DIRECTIONS FOR THIS TASK: Copy each of the records below word for word, without changing anything.

######

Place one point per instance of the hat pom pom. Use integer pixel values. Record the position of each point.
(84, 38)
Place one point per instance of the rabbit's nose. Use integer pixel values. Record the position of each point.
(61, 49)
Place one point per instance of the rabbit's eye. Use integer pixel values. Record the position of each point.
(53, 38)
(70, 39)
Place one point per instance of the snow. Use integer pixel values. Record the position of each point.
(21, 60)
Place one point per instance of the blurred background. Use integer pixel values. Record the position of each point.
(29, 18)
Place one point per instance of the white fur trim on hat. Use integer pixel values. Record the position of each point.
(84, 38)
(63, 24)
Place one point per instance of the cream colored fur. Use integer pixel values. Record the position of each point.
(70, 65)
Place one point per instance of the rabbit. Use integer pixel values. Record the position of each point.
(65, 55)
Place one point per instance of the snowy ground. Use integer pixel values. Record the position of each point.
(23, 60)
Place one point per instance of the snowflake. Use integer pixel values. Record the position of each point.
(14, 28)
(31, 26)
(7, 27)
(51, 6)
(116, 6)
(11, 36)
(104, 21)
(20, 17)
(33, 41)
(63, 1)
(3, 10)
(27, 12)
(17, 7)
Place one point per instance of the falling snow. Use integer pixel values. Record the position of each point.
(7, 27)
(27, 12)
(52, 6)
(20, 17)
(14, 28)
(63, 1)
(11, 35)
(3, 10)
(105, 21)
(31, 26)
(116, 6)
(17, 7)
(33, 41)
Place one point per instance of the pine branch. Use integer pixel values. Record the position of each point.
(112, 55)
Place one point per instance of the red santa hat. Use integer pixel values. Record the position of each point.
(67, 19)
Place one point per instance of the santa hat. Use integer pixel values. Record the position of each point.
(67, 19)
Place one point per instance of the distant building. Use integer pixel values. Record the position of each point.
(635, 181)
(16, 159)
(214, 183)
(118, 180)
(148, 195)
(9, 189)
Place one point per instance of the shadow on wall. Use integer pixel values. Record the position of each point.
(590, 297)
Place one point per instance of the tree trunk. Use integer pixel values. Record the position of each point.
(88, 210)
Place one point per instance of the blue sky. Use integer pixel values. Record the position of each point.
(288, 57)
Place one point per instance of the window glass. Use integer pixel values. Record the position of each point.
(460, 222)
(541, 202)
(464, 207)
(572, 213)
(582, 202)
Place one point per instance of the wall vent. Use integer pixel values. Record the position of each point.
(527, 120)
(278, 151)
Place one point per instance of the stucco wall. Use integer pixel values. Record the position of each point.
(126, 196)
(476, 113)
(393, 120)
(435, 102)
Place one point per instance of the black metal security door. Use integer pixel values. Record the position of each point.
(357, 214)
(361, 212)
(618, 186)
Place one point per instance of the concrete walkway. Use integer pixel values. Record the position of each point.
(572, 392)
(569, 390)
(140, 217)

######

TASK SOLUTION:
Place one point per instance of the hat pom pom. Use integer pixel values. Record the position of each point.
(84, 38)
Place one point per instance of the rabbit's nose. Use integer pixel values. Record the position of each point.
(61, 49)
Place one point per instance of the rabbit's eye. Use integer pixel values. Record the position of each point.
(53, 38)
(70, 39)
Place one point per instance of the snow. Use integer pixel values. Record the position of each point.
(21, 60)
Place one point per instance of the blurred background. Use integer pixel values. Record the position of each point.
(29, 18)
Place one point per instance of the white fur trim on hat. Use integer pixel values. Record the position of each point.
(84, 38)
(63, 24)
Place one point per instance of the cream colored fur. Use integer pixel values. Record the position of each point.
(70, 65)
Place one point per instance of the rabbit. Use integer pixel values. Record the position of each point.
(65, 55)
Place one point per instance of the snowy ground. Use integer pixel values. Record the position of each point.
(23, 60)
Place one point per instance of the snowflake. Use integer pixel values. Record the position of each point.
(14, 28)
(31, 26)
(7, 27)
(51, 6)
(116, 6)
(11, 36)
(104, 21)
(20, 17)
(33, 41)
(63, 1)
(3, 10)
(27, 12)
(17, 7)
Place one point per instance of the falling snow. Use integer pixel values. Record the position of each point.
(7, 27)
(27, 12)
(52, 6)
(20, 17)
(14, 28)
(63, 1)
(11, 35)
(3, 10)
(105, 21)
(31, 26)
(116, 6)
(17, 7)
(33, 41)
Place one point per instance of the pine branch. Use integer pixel values. Record the position of each point.
(112, 55)
Place one point per instance of the red santa hat. Use integer pixel values. Record the position of each point.
(67, 19)
Place one point per instance of the santa hat. Use integer pixel values. Record the position of each point.
(67, 19)
Place one point per instance of the distant building. Use integer pixel values. Record the position of each point.
(635, 181)
(16, 159)
(214, 183)
(118, 180)
(148, 195)
(9, 189)
Place one point per instance of the shadow on wall. Use integer pixel values. Record the position of each point.
(590, 297)
Place one point per instance of the tree trunk. Use integer pixel values. Record the position of each point.
(88, 210)
Place one point per instance of the blue sky. Use integer pixel values. Record the position of each point.
(288, 57)
Place one point per instance of the window glass. Use integer pixel values. Record the position of each point.
(460, 222)
(541, 202)
(464, 207)
(572, 213)
(582, 202)
Place one point per instance of the wall vent. Use integer pixel values. Record the position of each point.
(527, 120)
(278, 151)
Place one point per instance of the stucco wall. Use integer pixel values. Record the position of each point.
(126, 196)
(476, 113)
(393, 120)
(435, 102)
Place one point per instance of the black metal security door. Use integer pixel values. Record the position of each point.
(357, 214)
(361, 212)
(618, 186)
Place one point per instance of the concrete walkway. Use integer pixel values. Record the position of each point.
(572, 392)
(569, 390)
(140, 217)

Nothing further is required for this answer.